Exercise description -
Quote the whole listing word for word, please.

Entries from a point annotation set -
- - - -

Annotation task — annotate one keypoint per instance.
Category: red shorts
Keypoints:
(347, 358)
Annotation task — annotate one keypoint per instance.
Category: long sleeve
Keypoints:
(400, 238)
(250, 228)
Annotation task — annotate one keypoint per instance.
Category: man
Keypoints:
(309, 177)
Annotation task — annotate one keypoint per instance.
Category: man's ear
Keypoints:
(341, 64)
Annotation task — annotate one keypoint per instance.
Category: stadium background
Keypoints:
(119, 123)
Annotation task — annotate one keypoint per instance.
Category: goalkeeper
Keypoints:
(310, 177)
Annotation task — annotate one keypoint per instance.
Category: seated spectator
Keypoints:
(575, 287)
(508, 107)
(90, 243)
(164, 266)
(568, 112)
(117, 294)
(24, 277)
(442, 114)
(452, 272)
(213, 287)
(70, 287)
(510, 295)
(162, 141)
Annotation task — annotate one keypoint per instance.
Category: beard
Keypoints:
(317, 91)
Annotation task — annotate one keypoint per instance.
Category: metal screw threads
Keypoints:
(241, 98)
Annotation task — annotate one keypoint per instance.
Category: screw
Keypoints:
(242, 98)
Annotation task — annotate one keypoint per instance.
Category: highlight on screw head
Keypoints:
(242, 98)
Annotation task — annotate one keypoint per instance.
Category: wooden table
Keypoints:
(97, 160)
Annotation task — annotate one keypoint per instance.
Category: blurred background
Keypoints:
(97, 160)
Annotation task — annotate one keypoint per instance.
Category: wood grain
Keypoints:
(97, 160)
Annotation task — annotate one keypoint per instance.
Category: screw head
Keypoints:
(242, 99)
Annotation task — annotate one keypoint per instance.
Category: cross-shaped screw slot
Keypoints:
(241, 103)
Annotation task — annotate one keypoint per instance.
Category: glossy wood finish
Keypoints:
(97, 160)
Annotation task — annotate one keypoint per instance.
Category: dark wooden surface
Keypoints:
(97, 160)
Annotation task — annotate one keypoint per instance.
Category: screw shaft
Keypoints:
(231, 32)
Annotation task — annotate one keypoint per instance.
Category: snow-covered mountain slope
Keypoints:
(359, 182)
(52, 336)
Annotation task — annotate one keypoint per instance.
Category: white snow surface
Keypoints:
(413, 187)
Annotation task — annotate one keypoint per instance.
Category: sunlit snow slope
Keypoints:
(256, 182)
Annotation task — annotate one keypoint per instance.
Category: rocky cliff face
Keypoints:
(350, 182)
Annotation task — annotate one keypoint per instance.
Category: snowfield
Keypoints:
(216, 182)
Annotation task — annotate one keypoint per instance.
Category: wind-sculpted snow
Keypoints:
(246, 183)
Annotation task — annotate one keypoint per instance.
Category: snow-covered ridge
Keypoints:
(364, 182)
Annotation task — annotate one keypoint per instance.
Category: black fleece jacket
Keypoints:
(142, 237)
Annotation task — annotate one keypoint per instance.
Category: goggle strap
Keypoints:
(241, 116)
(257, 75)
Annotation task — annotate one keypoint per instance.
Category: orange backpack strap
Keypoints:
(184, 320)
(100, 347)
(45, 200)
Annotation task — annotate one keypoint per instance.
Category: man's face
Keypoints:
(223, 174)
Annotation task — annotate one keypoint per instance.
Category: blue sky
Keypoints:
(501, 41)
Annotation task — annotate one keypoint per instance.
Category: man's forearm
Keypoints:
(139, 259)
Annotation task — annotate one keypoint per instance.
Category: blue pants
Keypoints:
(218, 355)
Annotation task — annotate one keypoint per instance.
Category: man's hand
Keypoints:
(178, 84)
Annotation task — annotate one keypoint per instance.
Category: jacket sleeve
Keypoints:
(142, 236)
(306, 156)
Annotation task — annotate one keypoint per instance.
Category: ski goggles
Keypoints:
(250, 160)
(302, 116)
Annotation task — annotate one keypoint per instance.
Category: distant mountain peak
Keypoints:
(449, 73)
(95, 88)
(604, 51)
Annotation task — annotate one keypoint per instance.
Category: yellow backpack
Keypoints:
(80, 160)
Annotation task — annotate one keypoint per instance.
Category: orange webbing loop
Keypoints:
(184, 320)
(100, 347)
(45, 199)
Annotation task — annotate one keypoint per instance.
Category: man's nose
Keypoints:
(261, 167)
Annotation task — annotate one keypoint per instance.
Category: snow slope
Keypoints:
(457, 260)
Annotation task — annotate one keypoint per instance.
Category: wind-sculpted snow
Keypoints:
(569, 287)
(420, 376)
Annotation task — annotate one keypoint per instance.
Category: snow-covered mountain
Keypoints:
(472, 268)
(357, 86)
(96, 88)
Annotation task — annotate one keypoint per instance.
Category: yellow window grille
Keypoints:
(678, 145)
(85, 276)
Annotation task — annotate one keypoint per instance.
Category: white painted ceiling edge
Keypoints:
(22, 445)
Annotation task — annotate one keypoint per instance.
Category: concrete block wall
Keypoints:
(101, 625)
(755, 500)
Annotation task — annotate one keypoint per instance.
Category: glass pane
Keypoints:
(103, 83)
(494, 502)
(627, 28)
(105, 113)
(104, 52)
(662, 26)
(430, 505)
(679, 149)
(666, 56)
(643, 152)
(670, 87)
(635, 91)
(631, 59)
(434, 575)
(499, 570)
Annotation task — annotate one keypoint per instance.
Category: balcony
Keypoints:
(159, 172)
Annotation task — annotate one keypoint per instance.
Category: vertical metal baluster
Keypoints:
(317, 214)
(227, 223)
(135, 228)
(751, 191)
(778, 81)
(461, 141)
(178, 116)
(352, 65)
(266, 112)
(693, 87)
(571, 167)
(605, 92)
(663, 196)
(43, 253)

- - - -

Task answer -
Annotation task — annotate one keypoint per instance.
Category: red shorts
Keypoints:
(347, 358)
Annotation task — annotate one keypoint per instance.
Category: long sleeve
Keypoints:
(400, 238)
(250, 228)
Annotation task — annotate one keypoint per instance.
Category: man
Keypoints:
(309, 177)
Annotation task — annotate one keypoint per instance.
Category: man's ear
Keypoints:
(341, 64)
Annotation task — annotate one keypoint per instance.
Category: stadium background
Keypoints:
(119, 123)
Annotation task — annotate one keypoint per instance.
Category: goalkeeper
Keypoints:
(310, 177)
Annotation task — annotate one keypoint per instance.
Category: seated spectator
Keypoints:
(575, 287)
(508, 107)
(90, 243)
(164, 266)
(568, 112)
(117, 294)
(24, 277)
(442, 114)
(452, 272)
(213, 287)
(70, 287)
(510, 295)
(162, 141)
Annotation task — annotate one keypoint per instance.
Category: beard
Keypoints:
(317, 91)
Annotation task — annotate one keypoint per instance.
Category: metal screw threads
Keypoints:
(241, 98)
Annotation task — annotate one keypoint per instance.
Category: screw
Keypoints:
(242, 98)
Annotation task — annotate one keypoint per instance.
Category: highlight on screw head
Keypoints:
(242, 98)
Annotation task — annotate one keypoint per instance.
Category: wooden table
Keypoints:
(97, 160)
Annotation task — annotate one keypoint per instance.
Category: blurred background
Keypoints:
(97, 160)
Annotation task — annotate one keypoint per instance.
Category: wood grain
Keypoints:
(97, 160)
Annotation task — annotate one keypoint per instance.
Category: screw head
Keypoints:
(242, 99)
Annotation task — annotate one keypoint per instance.
Category: cross-shaped screw slot
Keypoints:
(241, 103)
Annotation task — annotate one keypoint per instance.
Category: glossy wood finish
Keypoints:
(97, 160)
Annotation task — annotate one keypoint per instance.
Category: dark wooden surface
Keypoints:
(97, 160)
Annotation task — annotate one keypoint per instance.
Category: screw shaft
Keypoints:
(231, 32)
Annotation task — annotate one keypoint per instance.
Category: snow-covered mountain slope
Keypoints:
(359, 182)
(52, 336)
Annotation task — annotate one keypoint per instance.
Category: white snow surface
Keypoints:
(413, 187)
Annotation task — annotate one keypoint per instance.
Category: sunlit snow slope
Keypoints:
(256, 182)
Annotation task — annotate one keypoint per instance.
Category: rocky cliff face
Keypoints:
(350, 182)
Annotation task — annotate one keypoint per instance.
Category: snowfield
Keypoints:
(216, 182)
Annotation task — annotate one keypoint per instance.
Category: wind-sculpted snow
Keypoints:
(246, 183)
Annotation task — annotate one keypoint per instance.
Category: snow-covered ridge
Keypoints:
(364, 182)
Annotation task — annotate one keypoint per instance.
Category: black fleece jacket
Keypoints:
(142, 237)
Annotation task — annotate one keypoint per instance.
Category: goggle strap
Keypoints:
(241, 116)
(257, 75)
Annotation task — annotate one keypoint per instance.
Category: orange backpack strap
Keypoints:
(184, 320)
(100, 347)
(45, 200)
Annotation task — annotate one keypoint per instance.
Category: man's face
Keypoints:
(223, 174)
Annotation task — annotate one keypoint per instance.
Category: blue sky
Keypoints:
(501, 41)
Annotation task — annotate one keypoint per instance.
Category: man's forearm
Keypoints:
(139, 259)
Annotation task — annotate one keypoint per instance.
Category: blue pants
Keypoints:
(218, 355)
Annotation task — annotate one keypoint per instance.
Category: man's hand
Keypoints:
(178, 84)
Annotation task — annotate one keypoint per instance.
Category: jacket sleeve
Keypoints:
(142, 236)
(306, 156)
Annotation task — annotate one keypoint per instance.
Category: ski goggles
Keypoints:
(250, 160)
(302, 116)
Annotation task — annotate one keypoint per instance.
Category: distant mountain peak
Keypoints:
(449, 73)
(95, 88)
(604, 51)
Annotation task — annotate one keypoint per instance.
Category: yellow backpack
Keypoints:
(80, 160)
Annotation task — annotate one keypoint per instance.
Category: orange webbing loop
Keypoints:
(184, 320)
(100, 347)
(45, 199)
Annotation task — annotate one keypoint per instance.
Category: man's nose
Keypoints:
(261, 167)
Annotation task — annotate one keypoint per instance.
Category: snow slope
Keypoints:
(457, 260)
Annotation task — annotate one keypoint per instance.
Category: wind-sculpted snow
Keypoints:
(569, 287)
(420, 376)
Annotation task — annotate one keypoint per instance.
Category: snow-covered mountain
Keypoints:
(472, 268)
(357, 86)
(96, 88)
Annotation task — annotate one keypoint per instance.
Category: yellow window grille
Keypoints:
(678, 145)
(85, 276)
Annotation task — annotate one keypoint per instance.
Category: white painted ceiling edge
Keypoints:
(22, 445)
Annotation task — annotate one keypoint per instance.
Category: concrete block wall
Keypoints:
(101, 625)
(755, 500)
Annotation task — annotate one keypoint per instance.
Category: glass pane
Keypoints:
(103, 83)
(494, 502)
(627, 28)
(105, 113)
(104, 52)
(662, 26)
(430, 505)
(679, 149)
(666, 56)
(643, 152)
(670, 87)
(635, 91)
(631, 59)
(434, 575)
(499, 570)
Annotation task — annotate one keypoint per instance.
Category: balcony
Keypoints:
(159, 172)
Annotation task — annotate one keypoint per instance.
Category: vertical metal baluster
Keypoints:
(317, 214)
(227, 223)
(135, 228)
(751, 191)
(778, 81)
(461, 141)
(178, 116)
(352, 65)
(266, 112)
(693, 87)
(571, 167)
(605, 92)
(663, 196)
(43, 253)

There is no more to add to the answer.